---- EXTRACTED RECORDS
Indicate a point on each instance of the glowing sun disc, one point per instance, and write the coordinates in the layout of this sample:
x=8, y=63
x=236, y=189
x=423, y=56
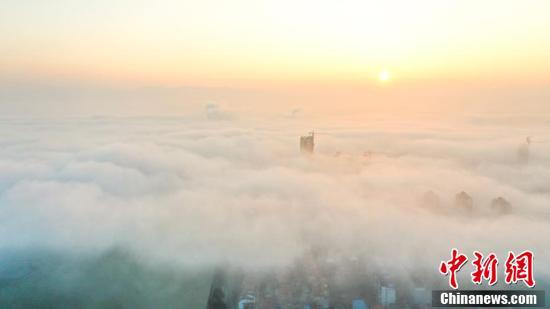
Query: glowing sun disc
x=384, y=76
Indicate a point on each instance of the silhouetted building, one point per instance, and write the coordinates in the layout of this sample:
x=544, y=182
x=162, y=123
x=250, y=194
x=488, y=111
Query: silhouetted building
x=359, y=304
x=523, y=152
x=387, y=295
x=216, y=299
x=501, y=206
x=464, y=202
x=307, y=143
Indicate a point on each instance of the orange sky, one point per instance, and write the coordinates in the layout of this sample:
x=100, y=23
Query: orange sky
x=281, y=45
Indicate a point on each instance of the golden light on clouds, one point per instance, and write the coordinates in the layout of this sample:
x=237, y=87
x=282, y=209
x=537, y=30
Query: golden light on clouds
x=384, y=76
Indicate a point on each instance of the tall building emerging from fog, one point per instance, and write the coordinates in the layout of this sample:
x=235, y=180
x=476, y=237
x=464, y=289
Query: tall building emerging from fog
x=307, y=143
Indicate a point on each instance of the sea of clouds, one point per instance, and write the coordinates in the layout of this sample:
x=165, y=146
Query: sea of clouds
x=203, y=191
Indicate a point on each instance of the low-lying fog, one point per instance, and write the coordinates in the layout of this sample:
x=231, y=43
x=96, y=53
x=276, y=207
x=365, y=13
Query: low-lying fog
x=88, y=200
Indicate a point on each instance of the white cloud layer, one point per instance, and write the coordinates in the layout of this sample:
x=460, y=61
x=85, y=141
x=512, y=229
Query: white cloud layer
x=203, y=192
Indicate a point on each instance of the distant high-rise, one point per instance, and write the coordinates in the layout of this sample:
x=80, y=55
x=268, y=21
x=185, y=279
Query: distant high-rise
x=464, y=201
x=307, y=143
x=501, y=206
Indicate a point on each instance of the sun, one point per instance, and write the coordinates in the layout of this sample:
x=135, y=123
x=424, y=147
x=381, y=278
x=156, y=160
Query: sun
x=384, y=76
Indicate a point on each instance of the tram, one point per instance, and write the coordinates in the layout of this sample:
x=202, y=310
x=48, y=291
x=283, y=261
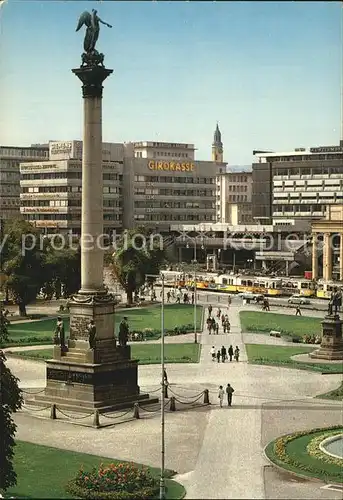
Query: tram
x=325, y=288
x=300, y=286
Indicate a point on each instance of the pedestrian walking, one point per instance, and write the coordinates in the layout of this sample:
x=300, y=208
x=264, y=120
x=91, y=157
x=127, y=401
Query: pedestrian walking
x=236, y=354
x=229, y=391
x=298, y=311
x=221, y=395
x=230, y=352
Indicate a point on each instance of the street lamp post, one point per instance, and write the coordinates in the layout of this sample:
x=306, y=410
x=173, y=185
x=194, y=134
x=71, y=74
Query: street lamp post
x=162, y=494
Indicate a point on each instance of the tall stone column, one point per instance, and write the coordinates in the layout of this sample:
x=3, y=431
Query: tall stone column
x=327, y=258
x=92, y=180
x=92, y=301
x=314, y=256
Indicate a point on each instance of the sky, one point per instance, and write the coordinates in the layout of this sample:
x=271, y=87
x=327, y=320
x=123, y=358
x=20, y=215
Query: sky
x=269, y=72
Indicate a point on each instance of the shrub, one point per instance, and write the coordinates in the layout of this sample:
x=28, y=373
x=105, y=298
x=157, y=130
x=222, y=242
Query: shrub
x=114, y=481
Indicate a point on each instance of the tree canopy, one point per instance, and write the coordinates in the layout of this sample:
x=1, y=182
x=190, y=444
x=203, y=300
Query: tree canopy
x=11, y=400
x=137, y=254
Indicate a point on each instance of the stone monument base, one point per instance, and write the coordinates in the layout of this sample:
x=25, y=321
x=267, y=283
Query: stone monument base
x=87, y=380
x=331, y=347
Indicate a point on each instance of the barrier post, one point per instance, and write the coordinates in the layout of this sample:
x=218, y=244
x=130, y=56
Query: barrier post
--------
What is needed is an exact transcription of every entry, minus the pictures.

Indicate a point on each instance of the glowing sun disc, one point per instance, and write the coordinates in the layout of this sample:
x=8, y=63
x=236, y=189
x=423, y=56
Query: glowing sun disc
x=384, y=76
Indicate a point on each instance of the silhouetted building, one point per instance, and write the coordinates in the layout of this sample:
x=544, y=182
x=162, y=123
x=250, y=194
x=488, y=111
Query: silhouetted building
x=359, y=304
x=523, y=152
x=387, y=295
x=216, y=299
x=501, y=206
x=464, y=202
x=307, y=143
Indicate a point on each instance of the orange sky, one point per instance, and write the coordinates in the layout of this sample:
x=100, y=23
Query: orange sky
x=281, y=45
Indicate a point on each instance of the golden light on clouds, one point per instance, and write the coordinates in the layout of this sample:
x=237, y=87
x=282, y=209
x=537, y=30
Query: golden light on clouds
x=384, y=76
Indicate a point on each instance of the tall building emerging from fog, one point per instance, and write the coordinates in the layout of this sample:
x=235, y=180
x=476, y=237
x=464, y=289
Query: tall building emerging from fog
x=307, y=143
Indicate a point on each instance of the sea of clouds, one point per instance, and write the coordinates in the layout of this sample:
x=165, y=146
Query: sea of clouds
x=203, y=191
Indicate a point on each instance of the low-lying fog, one point per instance, and write the coordinates in the layout of this sample:
x=231, y=43
x=96, y=53
x=276, y=207
x=365, y=13
Query: low-lying fog
x=88, y=200
Indicate a point on each instance of the white cloud layer, one point per instance, and write the coordinates in the layout of this sample:
x=460, y=61
x=85, y=141
x=512, y=229
Query: white cloud layer
x=203, y=192
Indicate a point on each instance of the distant high-rise, one point per instance, and write the coordinates in the layout of this sample:
x=80, y=55
x=268, y=21
x=185, y=279
Query: distant high-rise
x=464, y=201
x=307, y=143
x=501, y=206
Indicate a point on each instance of the sun, one point per instance, and write the coordinates in the layout of this sample:
x=135, y=123
x=424, y=147
x=381, y=278
x=156, y=160
Query: sun
x=384, y=76
Indicate a point on each instance of the tram, one point per instance, and write the coordinates in the layout of this sample:
x=202, y=310
x=48, y=291
x=283, y=261
Query: tram
x=325, y=288
x=300, y=286
Indicate a point on each instance of the pedestrian walking, one point per instance, and write the coordinates in the layout of this sample:
x=300, y=208
x=264, y=120
x=91, y=157
x=127, y=401
Query: pedestrian walking
x=236, y=354
x=229, y=391
x=298, y=311
x=221, y=395
x=230, y=352
Indicate a point on each instance of the street lamp post, one point per instance, and write the coordinates in the layout of this sample:
x=306, y=410
x=173, y=185
x=194, y=134
x=71, y=74
Query: street lamp post
x=162, y=494
Indicate a point on each instance of the tall stone column, one point per instance, and write the coordinates in the layout of this sample:
x=3, y=431
Query: tall stone column
x=327, y=258
x=92, y=180
x=92, y=301
x=314, y=256
Indicate a point on each instance of the sky, one point per instance, and write the coordinates in the layout of this sample:
x=271, y=87
x=327, y=320
x=123, y=358
x=20, y=215
Query: sky
x=269, y=72
Indicate a point on each instance of the shrub, one point per instance, and write the coordinates in the layout of this sample:
x=28, y=373
x=105, y=298
x=157, y=130
x=222, y=242
Query: shrub
x=114, y=481
Indicate a point on each instance of the tree canopy, one point per instance, and write the coordinates in the layout of this sample:
x=1, y=182
x=190, y=444
x=203, y=300
Query: tree canopy
x=11, y=400
x=137, y=254
Indicate a point on each instance of the stone monument base, one point per instance, and write the coordinates in the layout of this sample:
x=25, y=321
x=267, y=283
Query: stone monument base
x=87, y=380
x=331, y=347
Indicate a point on each instance of the barrier post, one point per instance, and write the coordinates in the layout of this sample:
x=218, y=244
x=130, y=56
Query: barrier post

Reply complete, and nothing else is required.